Start of Dataset content

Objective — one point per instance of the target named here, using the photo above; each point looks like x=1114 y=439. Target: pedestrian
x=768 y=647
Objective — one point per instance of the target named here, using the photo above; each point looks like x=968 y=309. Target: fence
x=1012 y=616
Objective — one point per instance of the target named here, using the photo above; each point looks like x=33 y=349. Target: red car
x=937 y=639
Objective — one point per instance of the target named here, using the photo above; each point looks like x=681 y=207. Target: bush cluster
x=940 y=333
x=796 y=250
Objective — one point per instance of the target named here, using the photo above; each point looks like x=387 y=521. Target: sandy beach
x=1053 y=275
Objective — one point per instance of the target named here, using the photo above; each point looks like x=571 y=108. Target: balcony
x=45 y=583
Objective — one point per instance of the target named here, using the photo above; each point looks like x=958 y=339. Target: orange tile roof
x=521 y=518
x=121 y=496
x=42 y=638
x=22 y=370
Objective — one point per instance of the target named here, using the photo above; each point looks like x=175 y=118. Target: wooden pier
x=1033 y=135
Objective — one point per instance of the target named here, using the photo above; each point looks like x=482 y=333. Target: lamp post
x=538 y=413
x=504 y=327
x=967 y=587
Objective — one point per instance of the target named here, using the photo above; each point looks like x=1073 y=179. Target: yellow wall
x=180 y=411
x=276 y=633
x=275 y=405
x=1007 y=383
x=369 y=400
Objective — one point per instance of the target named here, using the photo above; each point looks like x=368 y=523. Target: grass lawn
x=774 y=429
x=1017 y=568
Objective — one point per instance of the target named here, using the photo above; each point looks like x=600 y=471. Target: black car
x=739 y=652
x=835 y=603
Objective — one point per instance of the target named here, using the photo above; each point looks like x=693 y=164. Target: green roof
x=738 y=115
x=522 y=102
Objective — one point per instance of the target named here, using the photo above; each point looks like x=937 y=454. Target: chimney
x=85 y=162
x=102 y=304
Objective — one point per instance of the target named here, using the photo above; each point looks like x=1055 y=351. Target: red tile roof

End of Dataset content

__Work instruction__: The expected response is every record, reproduced word for word.

__Problem solution__:
Objective — one point per instance of the target named here, using the photo above; each point looks like x=1114 y=439. Target: pedestrian
x=768 y=647
Objective — one point per instance of the target named here, using the photo above; each point looks like x=968 y=309. Target: fence
x=1012 y=616
Objective — one point per instance of the target named here, using the photo above; each point looks like x=33 y=349. Target: red car
x=937 y=639
Objective — one point per instance of the target named here, using the photo above; each point looks like x=681 y=207. Target: bush cluster
x=940 y=333
x=796 y=250
Objective — one point per instance of the target named here, using the photo above; each point looks like x=387 y=521. Target: sandy beach
x=1053 y=275
Objective — one point per instance of the target named here, using the photo above; each point looks like x=571 y=108. Target: balcony
x=45 y=583
Objective — one point per instance of the target named here, using the photo above; each point looks like x=958 y=339. Target: orange tile roof
x=521 y=518
x=121 y=496
x=42 y=638
x=22 y=370
Objective — one point per instance of the target named here, using the photo above; each point looks like x=175 y=118. Target: wooden pier
x=1033 y=135
Objective — one point per instance of the target named here, using the photo above; each point looks like x=482 y=333. Target: lamp post
x=538 y=413
x=504 y=327
x=967 y=587
Objective — one point per instance of the target named here, using the photo above; each point looks like x=1073 y=179. Target: yellow wall
x=180 y=411
x=276 y=633
x=275 y=405
x=1007 y=383
x=369 y=400
Objective — one point per instance of the target named here, using the photo above; each point looks like x=368 y=523. Target: grass lawn
x=774 y=429
x=1017 y=568
Objective — one point per instance of the target named here, using the photo above; each point looks like x=600 y=471. Target: black car
x=739 y=652
x=835 y=603
Objective — one point per instance of the target named here, using the photo above; each point looks like x=693 y=164. Target: green roof
x=738 y=115
x=522 y=102
Objective — one point per instance of the target named here, using the photo above; each point looks like x=937 y=454. Target: chimney
x=85 y=162
x=102 y=304
Objective — one point per instance of the target named here, using the photo above; each point looks like x=1055 y=351. Target: red tile roof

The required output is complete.